#### Records for this task

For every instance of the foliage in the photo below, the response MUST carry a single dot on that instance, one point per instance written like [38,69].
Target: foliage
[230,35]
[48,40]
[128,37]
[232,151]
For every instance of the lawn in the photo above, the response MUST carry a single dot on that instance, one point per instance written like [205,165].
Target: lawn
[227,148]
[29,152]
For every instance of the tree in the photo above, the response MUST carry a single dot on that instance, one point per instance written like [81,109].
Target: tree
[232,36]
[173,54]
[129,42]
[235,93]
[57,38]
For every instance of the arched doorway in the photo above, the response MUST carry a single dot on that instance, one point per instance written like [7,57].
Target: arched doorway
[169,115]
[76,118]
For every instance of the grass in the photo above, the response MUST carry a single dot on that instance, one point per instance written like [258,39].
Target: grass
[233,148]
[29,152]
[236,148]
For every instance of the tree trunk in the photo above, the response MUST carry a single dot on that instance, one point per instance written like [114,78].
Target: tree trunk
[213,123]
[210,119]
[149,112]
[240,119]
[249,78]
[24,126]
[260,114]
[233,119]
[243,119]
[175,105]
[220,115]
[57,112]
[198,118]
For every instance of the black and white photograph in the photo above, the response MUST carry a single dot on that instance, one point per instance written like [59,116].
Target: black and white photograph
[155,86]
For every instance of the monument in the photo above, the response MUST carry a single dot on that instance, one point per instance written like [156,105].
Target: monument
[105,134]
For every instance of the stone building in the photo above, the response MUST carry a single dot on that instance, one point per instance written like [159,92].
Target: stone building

########

What is needed
Rename "Target" to "Object" in everything from the line containing "For every instance of the tree in" down to the end of the entries, and give those lines again with nothing else changed.

The answer
For every instance of the tree in the photo above, the response MUST carry a single dot on that instance, one point per instance written like [81,109].
Object: tree
[232,36]
[173,54]
[129,42]
[235,93]
[57,38]
For every instance of the arched doorway in the photo above, the response MUST carry a single dot on that instance, one point per instance written like [7,57].
Object: arched doorway
[169,115]
[76,118]
For every instance of the grass in the photo above, the response MUST carry a single dot on that instance, one point per instance written like [258,39].
Object: grass
[233,148]
[29,152]
[236,148]
For every instance of the tree trunk in the photo above, the response MUST carry a single dot on that instance, one point per instance written like [114,78].
Object: tree trunk
[213,123]
[210,119]
[149,112]
[240,119]
[249,78]
[24,126]
[260,114]
[233,119]
[243,119]
[175,105]
[220,115]
[57,112]
[198,118]
For every instance of the black and white photograph in the photo above, the response MUST carry a single dot on that instance, one point per instance written like [59,116].
Object: black and white photograph
[155,86]
For every instance of the monument in the photo above, the response MUST carry a single dot on that instance, one point per instance written like [156,105].
Object: monument
[105,134]
For every instance of the stone building in the photo above, the response MUST carry a single dot on that instance, one point per instance written like [159,92].
Object: stone building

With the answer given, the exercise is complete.